> [ЗАДАНИЕ 1] Перечислите все состояния страны и формы правления, которые, согласно тексту о творчестве Сорокина, безразличны писателю как автору.
> [ЗАДАНИЕ 2] Изложите суть текста о творчестве Сорокина в двух предложениях.
> [ЗАДАНИЕ 3] Продолжите текст о творчестве Сорокина с того места, на котором он заканчивается.

> [ИСХОДНЫЙ ТЕКСТ]
※

В отличие от классического романа воспитания Сорокин не наделяет свою героиню совершенными качествами, которые бы соответствовали его собственному идеалу человека, но строит образ героини, целиком и полностью ориентируясь на человеческий образец, утвержденный господствовавшей в то время коммунистической идеологией. На тридцатом году своей жизни Марина превращается в образцового советского человека.
Как утверждает сам Сорокин, «Тридцатая любовь Марины» создана по модели классического русского романа о преображении и спасении героя: «В данном случае – о спасении от индивидуации»[699]. По словам писателя, Марина освобождается от гнета индивидуальности и растворяется в коллективной безликости[700].
Сорокина, однако, мало интересует, реализует ли некто свою злополучную индивидуальность, избрав путь аутсайдера, диссидента или же находит свое счастье, влившись в массу советских трудящихся. Писатель открыто заявляет о своей аполитичности, подчеркивая, что в своем творчестве не преследует какие бы то ни было общественные цели. Как автору ему безразлично, находится ли страна в состоянии перестройки или стагнации, в условиях тоталитарной или демократической формы правления. Что его действительно интересует, так это исключительно язык и текст в их способности подчинять людей своей власти, оказывать на них гипнотизирующее и, подчас, парализующее воздействие. Персонажи Сорокина не вступают в конфликт ни с самими собой, ни с миром, они оказываются в плену у наличествующих в мире текстов, становятся заложниками медиума коллективного языка. Таковыми претекстами, текстами современности или будущего, могут быть произведения русской классической литературы XIX века, соцреализм, дискурсы советской бюрократии, государственной коммунистической идеологии, советской и постсоветской повседневности или особый язык и манера речи душевнобольных[701].

※

> [Записи о размещении точек]
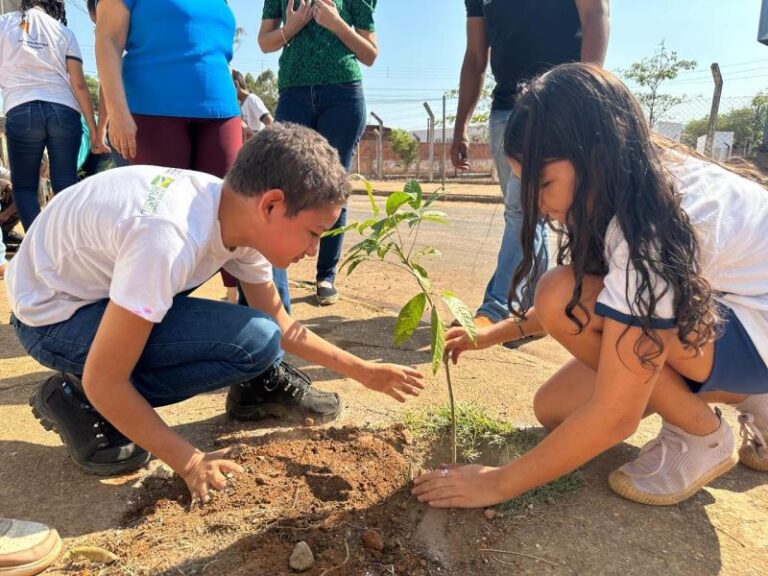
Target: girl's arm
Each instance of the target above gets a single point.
(362, 43)
(622, 390)
(272, 37)
(111, 34)
(117, 346)
(391, 379)
(457, 340)
(80, 90)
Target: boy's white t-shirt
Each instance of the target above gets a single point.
(138, 235)
(33, 63)
(253, 110)
(730, 216)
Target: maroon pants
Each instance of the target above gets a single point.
(207, 145)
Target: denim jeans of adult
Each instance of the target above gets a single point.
(494, 304)
(187, 353)
(337, 112)
(31, 128)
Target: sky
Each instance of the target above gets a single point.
(422, 42)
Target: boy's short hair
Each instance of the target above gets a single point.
(238, 77)
(294, 159)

※

> [РЕЗУЛЬТАТ ВЫПОЛНЕНИЯ 1]
- перестройка
- стагнация
- тоталитарная форма правления
- демократическая форма правления

> [РЕЗУЛЬТАТ ВЫПОЛНЕНИЯ 2] Сорокин строит образ Марины по образцу человека, утвержденному коммунистической идеологией, и, по его словам, создает роман о спасении героини от индивидуации, в результате которого она растворяется в коллективной безликости. При этом писатель заявляет о своей аполитичности: его интересуют исключительно язык и текст в их способности подчинять людей своей власти, а его персонажи оказываются в плену у наличествующих в мире текстов.

> [РЕЗУЛЬТАТ ВЫПОЛНЕНИЯ 3]
Бытие, а соответственно, и поведение людей для Сорокина в значительной степени определяет язык. В своих произведениях он, иногда более, иногда менее убедительно, изображает человека, постоянно впадающего в искушение, к счастью или к несчастью своему, быть втянутым в сферу влияния коллективного языка. Понимание языковой обусловленности человеческого бытия предполагает сознательное или неосознанное соприкосновение с осмыслением роли языка в философии Хайдеггера.
По поводу господства норм и форм в его художественном универсуме Сорокин, явно не без умысла, замечает: «Я очень хорошо понимаю Хайдеггера, который посвятил много страниц разработке проблемы заброшенности человека в этот мир форм»[702]. В «Романе» мысль о том, что только смерть может защитить «от мира форм», высказывает один из персонажей, доктор Клюгин[703].
Сорокин, таким образом, напрямую ссылается на Хайдеггера. Однако, поскольку под формами и нормами писатель подразумевает не только язык и тексты, но и внеязыковые, внетекстовые реалии, остается неясным, что он имеет в виду, говоря о заброшенности человека в мир форм. Для Хайдеггера заброшенность относится к фактичности человеческого бытия и означает, «что здесь-бытие (Dasein), покуда оно есть то, чем оно является, остается вброшенным, в броске (bleibt im Wurf) и затянуто в водоворот несобственности общественного безличия „людей“ (Man)»[704], причем «люди» (Man), персонифицированное общественное мнение, – как способ бытия (Seinsart) повседневности, – всегда обусловленно языком.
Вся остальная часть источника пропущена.